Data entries

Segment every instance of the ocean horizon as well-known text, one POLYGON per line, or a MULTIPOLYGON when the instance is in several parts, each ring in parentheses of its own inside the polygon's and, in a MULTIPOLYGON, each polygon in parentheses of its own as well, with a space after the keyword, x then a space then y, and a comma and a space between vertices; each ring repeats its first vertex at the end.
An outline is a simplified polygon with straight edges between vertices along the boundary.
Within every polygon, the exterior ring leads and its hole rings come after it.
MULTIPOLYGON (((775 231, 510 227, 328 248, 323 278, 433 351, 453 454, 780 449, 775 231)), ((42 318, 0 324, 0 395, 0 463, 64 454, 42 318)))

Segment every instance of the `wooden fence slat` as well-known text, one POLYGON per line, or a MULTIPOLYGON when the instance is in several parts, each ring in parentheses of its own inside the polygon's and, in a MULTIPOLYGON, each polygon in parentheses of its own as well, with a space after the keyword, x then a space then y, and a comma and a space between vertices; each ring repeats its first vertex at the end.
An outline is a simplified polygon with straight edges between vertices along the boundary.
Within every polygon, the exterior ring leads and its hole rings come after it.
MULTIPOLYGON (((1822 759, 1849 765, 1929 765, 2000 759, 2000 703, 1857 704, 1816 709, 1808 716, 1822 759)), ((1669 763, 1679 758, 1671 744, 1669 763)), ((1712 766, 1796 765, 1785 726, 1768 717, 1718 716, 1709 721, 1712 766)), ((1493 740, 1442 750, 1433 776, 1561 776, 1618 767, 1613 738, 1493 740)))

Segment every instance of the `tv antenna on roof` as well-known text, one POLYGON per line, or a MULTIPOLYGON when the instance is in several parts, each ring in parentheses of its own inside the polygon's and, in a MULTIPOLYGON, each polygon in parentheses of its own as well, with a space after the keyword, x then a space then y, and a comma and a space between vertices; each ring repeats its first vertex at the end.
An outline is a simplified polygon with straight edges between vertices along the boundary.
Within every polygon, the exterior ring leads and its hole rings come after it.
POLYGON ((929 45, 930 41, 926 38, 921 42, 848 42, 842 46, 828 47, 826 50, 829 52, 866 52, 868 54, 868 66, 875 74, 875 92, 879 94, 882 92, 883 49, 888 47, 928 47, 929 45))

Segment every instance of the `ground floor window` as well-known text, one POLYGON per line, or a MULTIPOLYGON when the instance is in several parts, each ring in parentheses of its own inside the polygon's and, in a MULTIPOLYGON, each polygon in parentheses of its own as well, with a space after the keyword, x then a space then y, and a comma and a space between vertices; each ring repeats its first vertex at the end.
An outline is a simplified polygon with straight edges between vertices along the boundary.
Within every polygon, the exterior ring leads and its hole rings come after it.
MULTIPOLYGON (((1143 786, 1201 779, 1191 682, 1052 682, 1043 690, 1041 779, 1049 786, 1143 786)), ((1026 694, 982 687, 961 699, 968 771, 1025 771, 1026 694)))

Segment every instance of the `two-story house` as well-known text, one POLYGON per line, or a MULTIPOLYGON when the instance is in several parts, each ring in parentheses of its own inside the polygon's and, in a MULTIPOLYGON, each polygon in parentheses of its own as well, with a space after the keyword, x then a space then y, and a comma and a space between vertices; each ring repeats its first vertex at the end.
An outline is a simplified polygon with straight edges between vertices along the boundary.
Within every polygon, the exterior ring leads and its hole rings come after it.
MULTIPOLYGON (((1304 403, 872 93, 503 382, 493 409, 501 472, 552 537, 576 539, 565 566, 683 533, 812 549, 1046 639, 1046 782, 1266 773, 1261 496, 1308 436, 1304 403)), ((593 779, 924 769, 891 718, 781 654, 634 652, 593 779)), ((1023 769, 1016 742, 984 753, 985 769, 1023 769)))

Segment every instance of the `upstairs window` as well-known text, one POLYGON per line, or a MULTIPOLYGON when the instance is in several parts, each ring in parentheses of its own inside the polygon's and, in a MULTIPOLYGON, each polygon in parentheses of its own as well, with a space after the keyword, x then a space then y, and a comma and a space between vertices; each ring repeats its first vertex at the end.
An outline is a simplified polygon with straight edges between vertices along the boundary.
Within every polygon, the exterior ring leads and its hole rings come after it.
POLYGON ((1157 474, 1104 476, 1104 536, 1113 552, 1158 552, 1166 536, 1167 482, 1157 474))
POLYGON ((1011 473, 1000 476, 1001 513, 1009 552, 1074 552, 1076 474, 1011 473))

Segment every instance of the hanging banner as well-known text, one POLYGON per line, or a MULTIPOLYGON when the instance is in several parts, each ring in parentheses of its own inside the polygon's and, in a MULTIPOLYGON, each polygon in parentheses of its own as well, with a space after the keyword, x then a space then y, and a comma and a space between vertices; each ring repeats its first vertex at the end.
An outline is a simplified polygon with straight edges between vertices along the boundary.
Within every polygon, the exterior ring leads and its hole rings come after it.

**DIRECTIONS:**
Return all of the data above, keeping every line exactly as it appears.

**RESPONSE TO THIS TASK:**
Segment every instance of the ocean horizon as well-known text, one POLYGON per line, or a MULTIPOLYGON when the instance is in several parts, each ring in parentheses of its own inside the polygon's and, in a MULTIPOLYGON, each polygon in parentheses of its own as well, with a space after the keyword, x then a space then y, and a comma and a space between vertices; each ring repeats its first vertex at the end.
An outline is a simplified polygon with straight edges between vertices along the boundary.
Within every polygon, the exterior ring leads and its hole rings come after it.
MULTIPOLYGON (((775 231, 510 227, 328 248, 323 278, 433 351, 453 454, 780 449, 775 231)), ((42 318, 0 324, 0 395, 0 463, 64 454, 42 318)))

Segment every instance of the `wooden fence slat` as well-known text, one POLYGON per line, or a MULTIPOLYGON when the instance is in several parts, each ring in parentheses of its own inside the polygon's and, in a MULTIPOLYGON, each polygon in parentheses of its own as well, with a space after the keyword, x then a space then y, and a comma and a space between vertices; each ring repeats its first vertex at the end.
An outline is a simplified polygon with straight edges between vertices along the boundary.
Within every polygon, the exterior ring leads and its hole rings come after it.
MULTIPOLYGON (((1822 759, 1849 765, 1929 765, 2000 759, 2000 703, 1857 704, 1816 709, 1808 716, 1822 759)), ((1669 763, 1679 758, 1671 744, 1669 763)), ((1712 766, 1796 765, 1785 726, 1768 717, 1718 716, 1709 721, 1712 766)), ((1493 740, 1442 750, 1433 776, 1561 776, 1618 767, 1613 738, 1493 740)))

Segment every instance of the `tv antenna on roof` as well-known text, one POLYGON per line, or a MULTIPOLYGON when the instance is in several parts, each ring in parentheses of its own inside the polygon's and, in a MULTIPOLYGON, each polygon in parentheses of its own as well, with a space after the keyword, x then a space then y, and a comma and a space between vertices; each ring repeats its first vertex at the end.
An outline is a simplified polygon with straight edges between vertices along the boundary.
Within every polygon, the exterior ring leads and its hole rings come after it.
POLYGON ((929 45, 930 41, 926 38, 921 42, 848 42, 842 46, 828 47, 826 50, 829 52, 866 52, 868 54, 868 66, 875 74, 875 92, 879 94, 882 92, 883 49, 888 47, 928 47, 929 45))

Segment every instance of the `ground floor window` as well-known text, one POLYGON per line, or a MULTIPOLYGON when the instance is in several parts, each ring in parentheses of its own inside the polygon's and, in a MULTIPOLYGON, each polygon in parentheses of its own as well, with a space after the keyword, x then a space then y, and a comma and a space between vertices; each ring repeats its first vertex at the end.
An outline is a simplified polygon with straight edges between vertices along the boundary.
Within every polygon, the exterior ring leads and its hole rings come after it.
MULTIPOLYGON (((1143 786, 1201 779, 1191 682, 1052 682, 1043 690, 1041 779, 1049 786, 1143 786)), ((1026 694, 982 687, 961 699, 968 771, 1025 771, 1026 694)))

Segment every instance of the `two-story house` as well-known text, one POLYGON per line, or a MULTIPOLYGON when the instance is in several parts, each ring in parentheses of its own inside the polygon's and, in a MULTIPOLYGON, each polygon in parentheses of its own as well, with a space after the keyword, x then a space then y, and a comma and a space between vertices; each ring repeats its first vertex at the end.
An outline is a simplified polygon with straight edges between vertices along the boundary.
Within every polygon, the exterior ring leads and its hole rings come after it.
MULTIPOLYGON (((1304 403, 872 93, 503 382, 493 409, 501 472, 552 537, 576 539, 565 566, 683 533, 812 549, 1046 639, 1046 782, 1266 773, 1261 496, 1308 436, 1304 403)), ((593 779, 924 769, 891 718, 781 654, 634 652, 593 779)), ((1023 769, 1016 742, 984 753, 985 769, 1023 769)))

Segment every instance of the `upstairs window` as well-known text, one POLYGON per line, or a MULTIPOLYGON when the instance is in several parts, each ring in parentheses of its own inside the polygon's and, in a MULTIPOLYGON, each polygon in parentheses of its own as well, with a space after the keyword, x then a space then y, and a comma and a space between vertices; each ring repeats its first vertex at the end.
An outline is a simplified polygon with straight edges between vertices along the boundary.
Within every polygon, the exterior ring leads and its hole rings come after it.
POLYGON ((1157 474, 1104 476, 1104 536, 1113 552, 1158 552, 1166 536, 1167 482, 1157 474))
POLYGON ((1011 473, 1000 476, 1001 513, 1009 552, 1074 552, 1076 474, 1011 473))

Segment every instance of the hanging banner as well-known text, one POLYGON per line, or a MULTIPOLYGON when the instance is in several parts, each ring in parentheses of its own inside the polygon's and, in a MULTIPOLYGON, each polygon in parentheses of its own as well, with a space after the keyword, x then a space then y, and a comma and a space between vertices; each ring repeats its first vertex at the end.
An outline is a simplified polygon with straight edges between vertices along the boundary.
Within every polygon, the exterior ring leads and its hole rings come after it.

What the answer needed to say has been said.